Zu Gast im Podcast „Check-in“: Markus Musser spricht mit Berndt Röttger über den Wald, den Airport und echte Nachhaltigkeit.
Er hat nicht die schnellen Flugzeuge im Blick, sondern langsam wachsende Bäume: Markus Musser ist Förster des Hamburger Flughafens. Ein Gespräch über wahre Nachhaltigkeit, Klimawandel, das Leben aus dem Wald – und Demut.
Was bitte macht ein Förster beim Hamburger Flughafen?
Markus Musser Ja, das ist tatsächlich eine gute Frage. Ich hätte sie vor 20 Jahren auch nicht so ohne Weiteres beantworten können. Seit der Zeit bin ich am Flughafen. Ich habe als Student auf dem Außengelände des Airports bei Kaltenkirchen begonnen.
Wo ein neuer Flughafen entstehen sollte.
Ja, und da diese Planungen nicht realisiert wurden, haben wir heute dort noch das Nutzungsgefüge von Land und Wald und Wasser und Moor. Und ich habe die Aufgabe, das zu betreuen und zu bewirtschaften.
Wie kommt man auf die Idee, sich als Förster bei einem Flughafen zu bewerben?

◆ **BEREITGESTELLTE DATEN**:
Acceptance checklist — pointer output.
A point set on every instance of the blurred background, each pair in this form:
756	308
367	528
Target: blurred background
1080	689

◆ **AUFGABE**: Setze das Interview mit dem Förster des Hamburger Flughafens nach der letzten gezeigten Frage fort. Die Datensätze werden hierfür nicht gebraucht.

◆ **SCHRIFTLICHE ANTWORT**:
Mich hat meine Diplomarbeit nach Hamburg geführt. Unser Professor war sehr zukunftsorientiert, und so habe ich vor 20 Jahren gemeinsam mit einem Kommilitonen meine Diplomarbeit am Hamburger Airport darüber geschrieben, wie es möglich ist, die Emissionen am Airport durch wachsende Bäume in Kaltenkirchen zu kompensieren.
Haben Sie eine Ahnung, wie viele Bäume zu Ihrem Wald gehören?
Eine Baumzählung gibt es in unserem Wald nicht. Aber ich habe einmal zusammengerechnet, wie viele Bäume ich in den vergangenen 20 Jahren habe pflanzen lassen: mehr als 1 Million.
Achten Sie auf einen besonderen Mix bei den Anpflanzungen?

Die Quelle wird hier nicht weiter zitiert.